§ **Study text**
((

The beginning of a new year is a time of reflection for many people. This helps us to focus on our personal or professional goals and begin the year with a renewed energy to be better than we were last year! As you strive to improve in 2016, I encourage you to reflect on the important work of taking care of patients while meeting the many compliance requirements that come with that job.
Start with your annual Security Risk Assessment. This is part of the continuous process of identifying, correcting and preventing HIPAA security issues within your practice. Ensure you have policies and procedures in place that address potential HIPAA vulnerabilities. These include such things as outlining your practices contingency plan, documenting your Business Associate Agreement process and ensuring that your breach notification process is complete and up to date. Staff must also be aware of and understand these policies. Consider reviewing one policy each month as part of your staff meeting.
Review your Compliance Plan and ensure the policies are current and reflect the actual processes used in your office. Having a policy that you don’t follow can actually be worse than not having one at all. While your Compliance Manual may incorporate many of your HIPAA polices, it should also reflect your policies to ensure healthcare compliance. This includes internal monitoring and auditing to prevent fraud, waste and abuse as well as training, education and compliance expectations for new staff. Your practice’s Compliance Plan should ensure open lines of communication that allow staff to report issues without fear of retaliation. The Office of Inspector General has published guidance on the components of an effective compliance program for individual and small group practices. It may be beneficial to review this to ensure you are on track with your program.
The attestation period for 2015 Meaningful Use is January 4, 2016 thru February 29, 2015. Keeping in mind that the intent of this program is to ensure your electronic health records are being utilized in a meaningful manner, the work cannot stop with the attestation. It is a good practice to review your data throughout the year to ensure your information is being completed and captured correctly. Remember an assessment of your security risks is also a requirement of Meaningful Use. If you are audited, be prepared:
Keep copies of what you have attested to.
Be aware of all deadlines.
Submit all of the requested information.

))

§ **Questions**
a: In the text on healthcare practice compliance, why does the work on Meaningful Use not end with the attestation? Answer in one to three sentences.
b: Echo the portion of the healthcare compliance text that opens with the words containing "The beginning of" and closes with "with that job.".
c: Proceed with the healthcare compliance text, continuing it from its last sentence.

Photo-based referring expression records
((

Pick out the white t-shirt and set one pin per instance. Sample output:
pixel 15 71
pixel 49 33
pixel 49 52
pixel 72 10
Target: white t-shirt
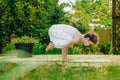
pixel 61 34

))

§ **Responses by task**
a: The program's intent is to ensure electronic health records are being used in a meaningful manner, so the work continues after attestation. Reviewing data throughout the year helps ensure information is being completed and captured correctly.

b:
The beginning of a new year is a time of reflection for many people. This helps us to focus on our personal or professional goals and begin the year with a renewed energy to be better than we were last year! As you strive to improve in 2016, I encourage you to reflect on the important work of taking care of patients while meeting the many compliance requirements that come with that job.

c:
Never alter your records.
Some of you many have recently received notification that Medicare will be applying a negative payment adjustment to your 2016 submitted charges resulting in a 2% decrease in your Medicare payments. This is a result of not meeting PQRS reporting requirements in 2014. Medicare has recently published information on the 2016 PQRS measure codes. Review the processes used to capture these measures in your practice and ensure they are up to date. Failing to meet PQRS in 2016 may affect your Medicare payments in 2018.
Consider creating processes to ensure that new providers are credentialed prior to seeing patients. Claims submitted for services performed should always include the name and the NPI of the provider performing the service, except in a situation where a locum tenens (replacement provider) arrangement is in place. It is not appropriate to bill the service under a credentialed provider’s name.
Finally, if you are considering opting-out of Medicare, be aware of issues that may arise due to that status. Once you decide to opt-out, you have just 90 days to reverse that decision. Once those 90 days have passed, opted-out providers cannot reenroll with Medicare for two years. Some commercial payers have a requirement for participating providers to be Medicare enrolled providers. A decision to opt-out may affect your status with those insurance plans.
As you take time to reflect and find ways to improve in 2016, consider your practice’s compliance requirements. Not only will this prepare your practice in the event of an audit, it will assist you in ensuring you are providing the best care to your patients.